Text shown:
★ ★ ★ ★
AJR  Columns
From AJR,   June 2001

Let Us Link   

Linking to a Web site should have the same free-speech protections as printed journalism.

By Barb Palser
Barb Palser (bpalser@gmail.com), AJR's new-media columnist, is vice president, account management, with Internet Broadcasting.     



USAGE NOTICE: It has come to my attention that some readers are e-mailing and publishing unauthorized links to past columns. The online versions of these works are the property of American Journalism Review. You may link to them with prior written consent of this publication, for a nominal fee.
If you buy that, I've got a slightly used dotcom company for sale at a bargain price.
You can actually link to anything I post on the Web, whether I approve or not.
That fact, unfortunately, has been obscured by complex court cases and by Web site "terms of use" statements that perpetuate the confusion.
Ironically, news sites are some of the worst offenders. Here are a few clauses extracted from the user agreements of online newspapers:
"If you operate a Web site and wish to link to Latimes.com, you may link only to the home page, www.latimes.com, and not to any other page or subdomain of Latimes.com."
From washingtonpost.com: "You generally do not need to request reprint permission if you are requesting a text link only back to the washingtonpost.com website. We reserve the right however, to revoke permission at any time for such text links."
★ ★ ★ ★
Data provided:

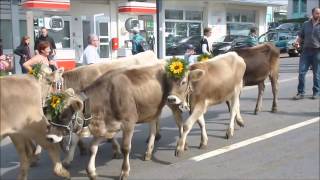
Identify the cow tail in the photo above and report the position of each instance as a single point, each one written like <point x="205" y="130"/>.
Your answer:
<point x="274" y="61"/>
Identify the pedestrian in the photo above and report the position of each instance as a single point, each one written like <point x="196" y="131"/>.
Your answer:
<point x="23" y="51"/>
<point x="90" y="54"/>
<point x="252" y="39"/>
<point x="310" y="56"/>
<point x="137" y="42"/>
<point x="204" y="42"/>
<point x="189" y="55"/>
<point x="45" y="37"/>
<point x="42" y="57"/>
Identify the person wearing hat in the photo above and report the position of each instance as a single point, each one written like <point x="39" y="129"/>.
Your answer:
<point x="189" y="55"/>
<point x="137" y="41"/>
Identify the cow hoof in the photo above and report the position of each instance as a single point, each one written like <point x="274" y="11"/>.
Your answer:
<point x="178" y="153"/>
<point x="158" y="137"/>
<point x="92" y="175"/>
<point x="240" y="123"/>
<point x="186" y="146"/>
<point x="123" y="176"/>
<point x="147" y="157"/>
<point x="84" y="151"/>
<point x="116" y="155"/>
<point x="203" y="146"/>
<point x="229" y="134"/>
★ ★ ★ ★
Written exercise A: Extract the passage from the column on Web linking, starting at "USAGE NOTICE: It" and ending at "perpetuate the confusion.".
Written exercise B: Rewrite the entries starting at the line that contains "Identify the person" and ending at the end of the entries, changing "cow hoof" to "horse hoof" and leaving everything else as it is.
The column and the entries have nothing to do with each other.

Finished answer A:
USAGE NOTICE: It has come to my attention that some readers are e-mailing and publishing unauthorized links to past columns. The online versions of these works are the property of American Journalism Review. You may link to them with prior written consent of this publication, for a nominal fee.
If you buy that, I've got a slightly used dotcom company for sale at a bargain price.
You can actually link to anything I post on the Web, whether I approve or not.
That fact, unfortunately, has been obscured by complex court cases and by Web site "terms of use" statements that perpetuate the confusion.

Finished answer B:
Identify the person wearing hat in the photo above and report the position of each instance as a single point, each one written like <point x="39" y="129"/>.
Your answer:
<point x="189" y="55"/>
<point x="137" y="41"/>
Identify the horse hoof in the photo above and report the position of each instance as a single point, each one written like <point x="274" y="11"/>.
Your answer:
<point x="178" y="153"/>
<point x="158" y="137"/>
<point x="92" y="175"/>
<point x="240" y="123"/>
<point x="186" y="146"/>
<point x="123" y="176"/>
<point x="147" y="157"/>
<point x="84" y="151"/>
<point x="116" y="155"/>
<point x="203" y="146"/>
<point x="229" y="134"/>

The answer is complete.